+++ Data listing +++

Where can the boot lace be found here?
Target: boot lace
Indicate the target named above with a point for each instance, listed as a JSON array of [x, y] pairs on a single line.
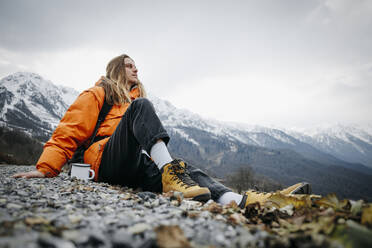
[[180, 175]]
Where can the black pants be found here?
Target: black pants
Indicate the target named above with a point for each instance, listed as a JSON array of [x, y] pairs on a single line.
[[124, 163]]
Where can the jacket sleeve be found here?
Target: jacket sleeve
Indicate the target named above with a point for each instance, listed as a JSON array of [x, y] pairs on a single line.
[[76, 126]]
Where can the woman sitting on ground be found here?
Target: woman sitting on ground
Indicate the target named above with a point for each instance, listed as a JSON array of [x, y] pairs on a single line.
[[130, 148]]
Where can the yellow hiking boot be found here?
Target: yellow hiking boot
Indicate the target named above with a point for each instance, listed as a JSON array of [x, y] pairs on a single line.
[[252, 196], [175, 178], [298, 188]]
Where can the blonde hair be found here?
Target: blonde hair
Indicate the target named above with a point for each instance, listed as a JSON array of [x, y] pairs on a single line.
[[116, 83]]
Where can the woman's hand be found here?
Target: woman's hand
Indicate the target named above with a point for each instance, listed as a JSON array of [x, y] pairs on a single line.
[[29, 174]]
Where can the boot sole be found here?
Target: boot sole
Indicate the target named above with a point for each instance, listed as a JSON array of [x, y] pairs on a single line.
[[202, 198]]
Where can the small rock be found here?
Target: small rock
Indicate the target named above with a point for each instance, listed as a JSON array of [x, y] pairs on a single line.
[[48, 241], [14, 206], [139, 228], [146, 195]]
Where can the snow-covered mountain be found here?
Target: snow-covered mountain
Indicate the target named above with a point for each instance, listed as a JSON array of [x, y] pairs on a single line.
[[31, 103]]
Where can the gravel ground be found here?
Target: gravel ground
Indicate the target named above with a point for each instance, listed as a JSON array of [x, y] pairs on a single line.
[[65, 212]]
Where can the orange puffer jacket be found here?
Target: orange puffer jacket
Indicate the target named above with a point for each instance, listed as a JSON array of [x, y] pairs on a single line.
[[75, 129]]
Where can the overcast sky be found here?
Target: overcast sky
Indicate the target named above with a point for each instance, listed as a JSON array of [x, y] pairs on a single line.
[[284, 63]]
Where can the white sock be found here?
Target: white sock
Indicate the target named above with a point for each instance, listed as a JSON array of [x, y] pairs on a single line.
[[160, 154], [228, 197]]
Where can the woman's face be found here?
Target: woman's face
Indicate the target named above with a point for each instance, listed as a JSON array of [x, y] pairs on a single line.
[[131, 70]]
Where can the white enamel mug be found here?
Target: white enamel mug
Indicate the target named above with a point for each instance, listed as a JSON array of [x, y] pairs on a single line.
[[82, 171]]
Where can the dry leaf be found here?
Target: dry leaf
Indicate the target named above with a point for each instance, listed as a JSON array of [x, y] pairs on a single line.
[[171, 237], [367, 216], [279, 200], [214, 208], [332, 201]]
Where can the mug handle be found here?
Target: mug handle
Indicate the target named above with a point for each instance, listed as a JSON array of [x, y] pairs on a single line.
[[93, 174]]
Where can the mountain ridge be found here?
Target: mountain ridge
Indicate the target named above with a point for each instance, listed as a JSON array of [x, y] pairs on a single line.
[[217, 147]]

+++

What you will do:
From the entries above, restate word for word the lines from the line containing "Target: white sock" to the line containing "Target: dry leaf", both ends included, and nothing more.

Result of the task:
Target: white sock
Indicate the target named above with a point for each instance, listed as a JSON array of [x, y] pairs on a single line.
[[160, 154], [228, 197]]
Where can the woman's face be found here?
Target: woman's face
Indicate the target named above with a point for each instance, listed as a JSON array of [x, y] pairs on a single line.
[[131, 70]]
Where can the white enamel mug be found here?
Target: white enamel mug
Indicate the target named above with a point for each instance, listed as a JSON array of [x, y] pairs on a single line.
[[82, 171]]
Where can the dry leaf be found here?
Target: dry leaf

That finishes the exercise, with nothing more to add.